→ PAGE
Our Lord and His Mother were one day going through the country when a storm of snow and wind set in. They came to a little house and entered it for shelter. The goodwife was alone, and she hastily prepared a meal and set it before the travellers, afraid of being blamed if her husband should come in and find her giving away food. When he appeared, he just ate his supper, never speaking to the strangers, and then slunk off to bed, without making any provision for them for the night. The goodwife followed him, and asked if she should make them up a bed, the night being so wild. “Tell them to lie down on a bundle of lint (flax) straw,” he said, and they did so. During the night, Our Lady was awakened by cries from the other end of the house, and she awakened her Son. The cries came from the churl, who was suffering intense internal pain, while his wife was getting ready hot plates and hot boards to relieve him. Our Lady asked her Son to help him. “Not yet, not yet,” He replied, but on her further intercession, He took a handful of the prickly lint straw, which had been their bed, and rubbed it three times with the grain and against the grain, and said certain words which are still, it is said, used as a charm for colic, but I have not been able to recover them.

A variant of the story is that it was the goodwife that was taken ill, and was relieved in her suffering by the Virgin Mother, whose words on the occasion are still used as a charm by midwives.

→ BRIEF 1
Write out the folk tale from "A variant of" to "charm by midwives." again, changing "midwives" to "nurses".
→ BRIEF 2
List every name or title the folk tale uses for the mother of Our Lord.

→ EXTRACTED ENTRIES
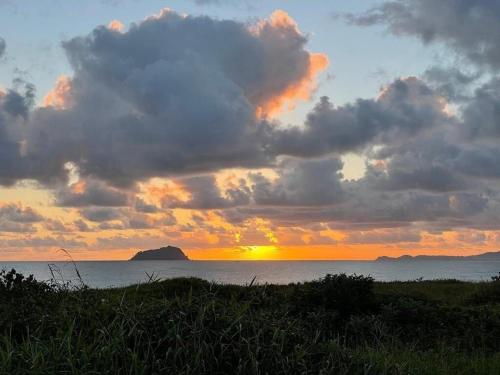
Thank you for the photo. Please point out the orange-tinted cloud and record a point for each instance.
(116, 26)
(295, 91)
(60, 96)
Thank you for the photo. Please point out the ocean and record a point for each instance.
(105, 274)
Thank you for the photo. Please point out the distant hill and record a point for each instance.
(163, 253)
(494, 255)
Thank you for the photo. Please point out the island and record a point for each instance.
(163, 253)
(490, 256)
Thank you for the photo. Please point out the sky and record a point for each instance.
(249, 130)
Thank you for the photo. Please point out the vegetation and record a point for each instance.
(337, 325)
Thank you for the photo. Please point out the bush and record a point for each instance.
(344, 294)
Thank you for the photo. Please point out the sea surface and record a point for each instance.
(104, 274)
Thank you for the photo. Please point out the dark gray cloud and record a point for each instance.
(100, 214)
(404, 108)
(91, 193)
(205, 194)
(172, 95)
(300, 183)
(467, 26)
(17, 218)
(19, 214)
(451, 83)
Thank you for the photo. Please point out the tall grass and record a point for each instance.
(337, 325)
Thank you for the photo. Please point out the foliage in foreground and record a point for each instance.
(337, 325)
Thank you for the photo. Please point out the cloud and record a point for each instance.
(90, 193)
(205, 194)
(467, 26)
(3, 47)
(300, 183)
(100, 214)
(19, 214)
(164, 96)
(404, 108)
(18, 218)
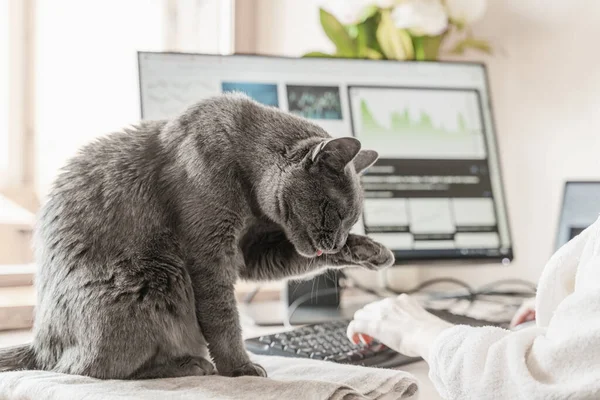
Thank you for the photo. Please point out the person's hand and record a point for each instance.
(400, 323)
(525, 313)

→ FULL RESPONSE 1
A variant of the story is that it was the goodwife that was taken ill, and was relieved in her suffering by the Virgin Mother, whose words on the occasion are still used as a charm by nurses.

→ FULL RESPONSE 2
His Mother; Our Lady; the Virgin Mother